Records from a data source:
# # #

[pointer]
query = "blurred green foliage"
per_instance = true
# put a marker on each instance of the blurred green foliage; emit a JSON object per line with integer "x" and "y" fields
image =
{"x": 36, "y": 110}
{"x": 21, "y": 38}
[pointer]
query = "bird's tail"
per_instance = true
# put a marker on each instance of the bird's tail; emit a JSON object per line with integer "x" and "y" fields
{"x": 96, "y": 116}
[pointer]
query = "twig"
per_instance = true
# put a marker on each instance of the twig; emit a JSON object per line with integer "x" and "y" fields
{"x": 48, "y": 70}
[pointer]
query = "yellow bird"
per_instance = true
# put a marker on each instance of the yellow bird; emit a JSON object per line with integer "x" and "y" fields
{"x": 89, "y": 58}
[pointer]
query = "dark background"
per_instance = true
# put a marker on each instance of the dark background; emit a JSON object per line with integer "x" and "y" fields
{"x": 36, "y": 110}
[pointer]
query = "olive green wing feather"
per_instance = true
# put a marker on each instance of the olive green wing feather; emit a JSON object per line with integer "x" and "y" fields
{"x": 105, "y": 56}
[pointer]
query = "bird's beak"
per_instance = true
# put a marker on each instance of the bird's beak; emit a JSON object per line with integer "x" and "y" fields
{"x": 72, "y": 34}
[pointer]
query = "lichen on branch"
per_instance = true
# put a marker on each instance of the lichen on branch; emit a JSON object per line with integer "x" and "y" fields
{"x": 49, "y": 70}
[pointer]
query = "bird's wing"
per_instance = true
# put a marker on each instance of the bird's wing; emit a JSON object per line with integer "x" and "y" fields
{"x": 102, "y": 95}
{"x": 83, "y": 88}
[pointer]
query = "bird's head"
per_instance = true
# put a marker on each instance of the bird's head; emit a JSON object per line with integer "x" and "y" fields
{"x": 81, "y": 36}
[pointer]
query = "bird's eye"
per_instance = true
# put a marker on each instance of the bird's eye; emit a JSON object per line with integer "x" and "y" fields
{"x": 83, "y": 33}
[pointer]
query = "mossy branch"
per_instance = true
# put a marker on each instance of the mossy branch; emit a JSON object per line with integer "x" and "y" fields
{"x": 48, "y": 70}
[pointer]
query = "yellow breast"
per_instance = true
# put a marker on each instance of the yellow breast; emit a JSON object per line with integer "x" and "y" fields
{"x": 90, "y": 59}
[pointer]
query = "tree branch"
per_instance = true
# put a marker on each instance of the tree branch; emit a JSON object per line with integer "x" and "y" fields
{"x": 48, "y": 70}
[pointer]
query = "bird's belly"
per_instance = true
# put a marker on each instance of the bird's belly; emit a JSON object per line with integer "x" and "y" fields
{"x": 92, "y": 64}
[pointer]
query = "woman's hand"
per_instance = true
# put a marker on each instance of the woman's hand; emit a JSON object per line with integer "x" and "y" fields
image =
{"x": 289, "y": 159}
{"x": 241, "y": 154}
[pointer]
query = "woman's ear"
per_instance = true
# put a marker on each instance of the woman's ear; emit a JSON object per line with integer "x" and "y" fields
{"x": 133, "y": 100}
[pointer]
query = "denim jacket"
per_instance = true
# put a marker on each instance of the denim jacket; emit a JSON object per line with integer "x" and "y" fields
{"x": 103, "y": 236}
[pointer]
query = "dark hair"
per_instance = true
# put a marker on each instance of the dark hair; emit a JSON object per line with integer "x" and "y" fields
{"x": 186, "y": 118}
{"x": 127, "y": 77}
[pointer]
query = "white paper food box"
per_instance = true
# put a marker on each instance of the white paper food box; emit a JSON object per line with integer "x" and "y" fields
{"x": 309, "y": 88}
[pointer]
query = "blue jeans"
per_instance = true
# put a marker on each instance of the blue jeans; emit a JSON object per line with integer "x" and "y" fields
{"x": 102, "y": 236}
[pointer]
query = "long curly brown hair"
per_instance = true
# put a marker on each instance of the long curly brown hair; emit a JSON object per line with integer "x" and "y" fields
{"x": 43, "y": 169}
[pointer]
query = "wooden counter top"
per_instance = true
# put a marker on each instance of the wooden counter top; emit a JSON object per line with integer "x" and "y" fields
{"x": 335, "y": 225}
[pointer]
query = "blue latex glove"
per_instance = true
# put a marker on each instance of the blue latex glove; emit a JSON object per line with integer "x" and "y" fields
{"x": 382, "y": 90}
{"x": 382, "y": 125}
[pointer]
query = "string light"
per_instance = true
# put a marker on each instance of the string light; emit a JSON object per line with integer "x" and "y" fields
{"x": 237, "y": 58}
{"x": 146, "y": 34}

# # #

**WHAT THE TASK REQUIRES:** Set every record down again, exactly as given.

**REPLY:**
[pointer]
query = "blurred green foliage"
per_instance = true
# put a marker on each instance of the blurred green foliage; emit a JSON object per line with integer "x" and "y" fields
image =
{"x": 36, "y": 110}
{"x": 21, "y": 38}
[pointer]
query = "bird's tail"
per_instance = true
# put a marker on each instance of the bird's tail; emit a JSON object per line with integer "x" and "y" fields
{"x": 96, "y": 116}
[pointer]
query = "twig"
per_instance = true
# put a marker on each instance of the twig; emit a JSON object per line with integer "x" and "y" fields
{"x": 48, "y": 70}
[pointer]
query = "yellow bird"
per_instance = true
# put a marker on each instance of the yellow bird; emit a JSON object per line with integer "x" and "y" fields
{"x": 89, "y": 58}
[pointer]
query = "dark background"
per_instance = true
# put a marker on each instance of the dark background; emit a JSON object per line with integer "x" and "y" fields
{"x": 36, "y": 110}
[pointer]
query = "olive green wing feather"
per_instance = true
# put a marker on each instance of the olive green wing feather; emit a JSON object per line with integer "x" and "y" fields
{"x": 105, "y": 56}
[pointer]
query = "bird's beak"
per_instance = true
# put a marker on each instance of the bird's beak; emit a JSON object per line with integer "x" and "y" fields
{"x": 72, "y": 34}
[pointer]
query = "lichen on branch"
per_instance = true
# put a marker on each instance of the lichen on branch; emit a JSON object per line with integer "x" and "y" fields
{"x": 49, "y": 70}
[pointer]
query = "bird's wing"
per_instance = true
# put a marker on each instance of the bird's wing; emit a JSON object per line with integer "x" and "y" fields
{"x": 102, "y": 95}
{"x": 83, "y": 88}
[pointer]
query = "bird's head"
per_instance = true
# put a marker on each instance of the bird's head; emit a JSON object per line with integer "x" and "y" fields
{"x": 81, "y": 36}
[pointer]
query = "bird's eye"
per_instance = true
# put a marker on each instance of the bird's eye; emit a JSON object per line with integer "x" and "y" fields
{"x": 83, "y": 33}
[pointer]
query = "mossy branch"
per_instance = true
# put a marker on each instance of the mossy branch; emit a JSON object per line with integer "x" and "y" fields
{"x": 48, "y": 70}
[pointer]
query = "yellow breast"
per_instance = true
# put a marker on each instance of the yellow breast; emit a JSON object per line with integer "x" and "y" fields
{"x": 90, "y": 59}
[pointer]
query = "tree branch"
per_instance = true
# put a marker on each instance of the tree branch; emit a JSON object per line with integer "x" and "y" fields
{"x": 48, "y": 70}
[pointer]
query = "bird's belly"
per_instance = true
# put a marker on each instance of the bird's belly; emit a JSON object per line with integer "x" and "y" fields
{"x": 92, "y": 64}
[pointer]
query = "woman's hand"
per_instance = true
# put a marker on each instance of the woman's hand; emit a JSON object per line with integer "x" and "y" fields
image =
{"x": 289, "y": 159}
{"x": 241, "y": 154}
[pointer]
query = "woman's ear"
per_instance = true
# put a marker on each instance of the woman's ear; emit a JSON object per line with integer "x" and "y" fields
{"x": 133, "y": 100}
[pointer]
query = "denim jacket"
per_instance = true
# put a marker on each instance of the denim jacket; emit a JSON object per line with integer "x" and "y" fields
{"x": 103, "y": 236}
[pointer]
query = "dark hair"
per_instance = true
# put a marker on each instance of the dark hair; emit a JSON object per line with integer "x" and "y" fields
{"x": 186, "y": 118}
{"x": 127, "y": 77}
[pointer]
query = "white paper food box"
per_instance = true
# put a marker on each instance of the white paper food box; emit a JSON object per line with integer "x" and "y" fields
{"x": 309, "y": 88}
[pointer]
query = "blue jeans"
per_instance = true
# put a marker on each instance of the blue jeans; emit a JSON object per line with integer "x" and "y" fields
{"x": 102, "y": 236}
[pointer]
query = "long curly brown hair"
per_instance = true
# put a marker on each instance of the long curly brown hair; emit a JSON object per line with integer "x" and "y" fields
{"x": 43, "y": 169}
[pointer]
query = "wooden counter top"
per_instance = true
# put a marker on each instance of the wooden counter top; emit a JSON object per line with integer "x" and "y" fields
{"x": 335, "y": 225}
[pointer]
query = "blue latex glove"
per_instance = true
# put a marker on each instance of the blue latex glove; emit a JSON object per line with integer "x" and "y" fields
{"x": 382, "y": 90}
{"x": 382, "y": 125}
[pointer]
query = "string light"
per_instance = true
# put a marker on each instance of the string light; emit a JSON object per line with integer "x" and "y" fields
{"x": 237, "y": 58}
{"x": 146, "y": 34}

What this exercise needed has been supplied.